# [Task list]
**A.** In the article on Masjid al-Qiblatayn, shorten the paragraph that begins "The mosque is believed by Muslims" while keeping its main facts.
**B.** Pick up the article on Masjid al-Qiblatayn after its final sentence and write what comes next.

# [Passage for review]
——
Mosque in Medina, Saudi Arabia

The Masjid al-Qiblatayn (Note: /ar/, /acw/) (مسجد القبلتين), also spelt Masjid al-Qiblatain, is a historic mosque in Medina, Saudi Arabia, located approximately 5 km north-west of the Prophet's Mosque.

The mosque is believed by Muslims to be the place where the final Islamic prophet, Muhammad, received the command to change the Qibla (direction of prayer) from Jerusalem to Mecca. The mosque was built by Sawad ibn Ghanam ibn Ka'ab during the year 2 AH (623 CE) and is one of the two mosques in the world (other being Mandhry Mosque in Mombasa, Kenya) to have contained two mihrabs (niches indicating the qibla) in different directions.

==History==

The mosque is among the earliest mosques in Medina and was built by Sawad ibn Ghanam ibn Ka'ab al-Ansari in the Islamic year 2 AH, and the name of the mosque goes back to the lifetime of Muhammad, when his companions named it after an event that took place on the 15th of Sha'baan the same year, when Muhammad received revelation from Allah instructing him to take the Kaaba as the qibla during the Dhuhr prayer, instead of Baytul Maqdis, which was the Masjid Al Aqsa in Jerusalem. He later announced this to his companions in his own mosque, after which the news began to spread. Many pilgrims who go to Mecca for Hajj often visit Medina, where some visit this mosque because of its historical significance.Indeed, We see you ˺O Prophet˺ turning your face towards heaven. Now We will make you turn towards a ˺direction of prayer˺ that will please you. So turn your face towards the Sacred Mosque ˺in Mecca˺—wherever you are, turn your faces towards it. Those who were given the Scripture certainly know this to be the truth from their Lord. And Allah is never unaware of what they do.
——
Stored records
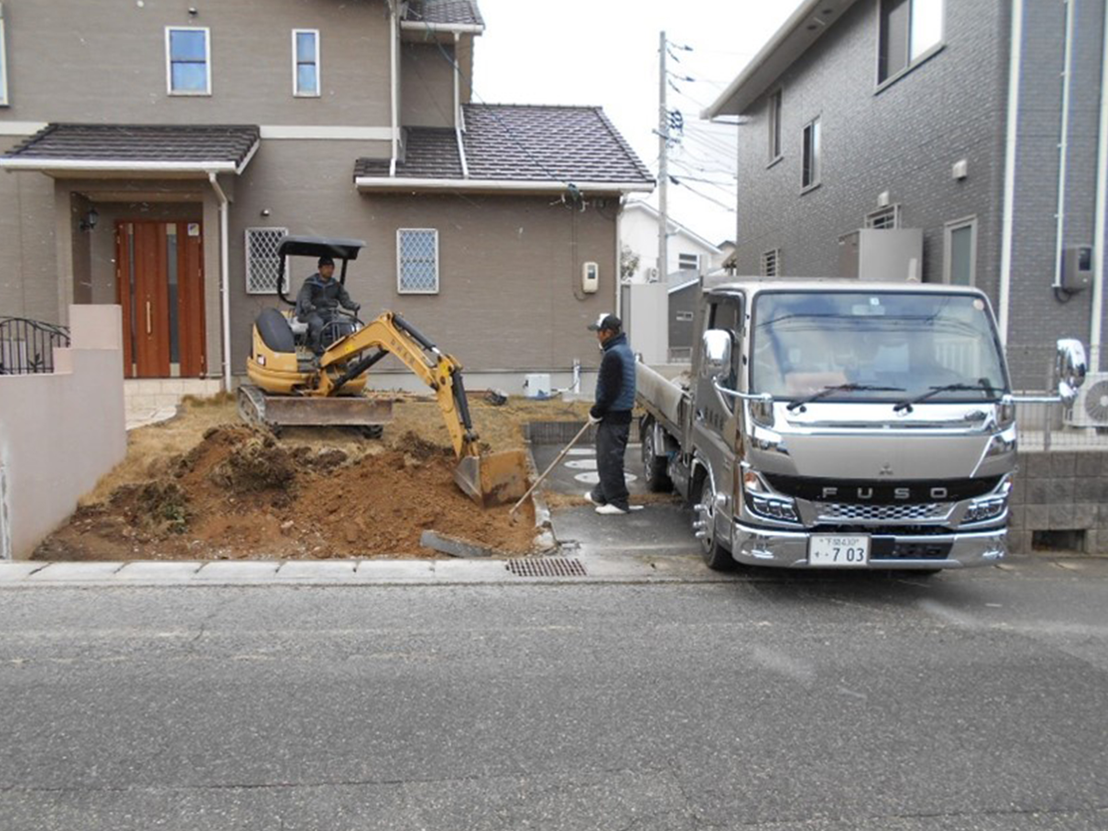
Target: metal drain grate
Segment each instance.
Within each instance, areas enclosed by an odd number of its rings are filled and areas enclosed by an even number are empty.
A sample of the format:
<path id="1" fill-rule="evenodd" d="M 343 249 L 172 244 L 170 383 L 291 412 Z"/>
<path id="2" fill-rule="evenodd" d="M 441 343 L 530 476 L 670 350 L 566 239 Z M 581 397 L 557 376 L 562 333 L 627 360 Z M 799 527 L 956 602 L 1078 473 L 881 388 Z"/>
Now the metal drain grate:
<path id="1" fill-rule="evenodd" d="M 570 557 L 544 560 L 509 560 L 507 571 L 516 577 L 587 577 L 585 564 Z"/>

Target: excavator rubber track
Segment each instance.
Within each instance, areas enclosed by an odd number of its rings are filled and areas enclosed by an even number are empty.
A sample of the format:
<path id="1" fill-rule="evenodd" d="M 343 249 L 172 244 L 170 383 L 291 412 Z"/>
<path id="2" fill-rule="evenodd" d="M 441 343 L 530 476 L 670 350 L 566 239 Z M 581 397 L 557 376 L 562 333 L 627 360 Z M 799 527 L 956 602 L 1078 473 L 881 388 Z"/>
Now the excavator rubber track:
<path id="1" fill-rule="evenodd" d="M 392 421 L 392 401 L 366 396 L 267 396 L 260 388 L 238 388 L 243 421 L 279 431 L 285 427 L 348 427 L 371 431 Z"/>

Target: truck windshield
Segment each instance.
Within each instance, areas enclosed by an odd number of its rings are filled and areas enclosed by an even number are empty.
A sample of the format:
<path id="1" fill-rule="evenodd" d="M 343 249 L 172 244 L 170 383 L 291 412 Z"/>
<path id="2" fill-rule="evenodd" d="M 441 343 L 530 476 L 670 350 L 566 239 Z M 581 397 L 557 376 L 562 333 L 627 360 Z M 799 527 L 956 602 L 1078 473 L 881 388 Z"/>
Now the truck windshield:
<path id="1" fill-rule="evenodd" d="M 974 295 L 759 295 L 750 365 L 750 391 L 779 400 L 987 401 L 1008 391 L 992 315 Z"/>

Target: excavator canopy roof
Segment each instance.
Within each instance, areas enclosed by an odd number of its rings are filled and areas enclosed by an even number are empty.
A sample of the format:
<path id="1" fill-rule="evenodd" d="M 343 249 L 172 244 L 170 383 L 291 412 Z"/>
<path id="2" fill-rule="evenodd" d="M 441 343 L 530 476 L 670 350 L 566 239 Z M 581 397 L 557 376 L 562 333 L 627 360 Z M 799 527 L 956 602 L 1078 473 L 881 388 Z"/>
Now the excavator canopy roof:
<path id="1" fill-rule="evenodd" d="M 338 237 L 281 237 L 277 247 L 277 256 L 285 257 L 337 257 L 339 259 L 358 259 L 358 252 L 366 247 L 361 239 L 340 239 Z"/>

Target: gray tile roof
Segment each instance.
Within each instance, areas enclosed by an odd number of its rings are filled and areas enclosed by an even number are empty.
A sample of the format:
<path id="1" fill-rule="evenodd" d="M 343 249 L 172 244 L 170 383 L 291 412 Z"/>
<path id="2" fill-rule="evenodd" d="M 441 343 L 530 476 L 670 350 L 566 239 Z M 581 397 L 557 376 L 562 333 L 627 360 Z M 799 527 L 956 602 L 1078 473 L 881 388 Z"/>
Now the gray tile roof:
——
# [Responses in order]
**A.** Muslims believe this mosque is where Muhammad, the final Islamic prophet, was commanded to change the qibla (direction of prayer) from Jerusalem to Mecca. Sawad ibn Ghanam ibn Ka'ab built it in 2 AH (623 CE). Only one other mosque in the world, the Mandhry Mosque in Mombasa, Kenya, shares its distinction of having contained two mihrabs facing different directions.

**B.**
– Quran 2:144 (translated by Mustafa Khattab)A hadith from Sahih Bukhari says:

Narrated Ibn Umar:
While some people were offering Fajr prayer at Quba' (mosque), some-one came to them and said, "Tonight some Qur'anic Verses have been revealed to the Prophet and he has been ordered to face the Kaaba (during prayers), so you too should turn your faces towards it." At that time their faces were towards Shaam (Jerusalem) so they turned towards the Kaaba (at Mecca).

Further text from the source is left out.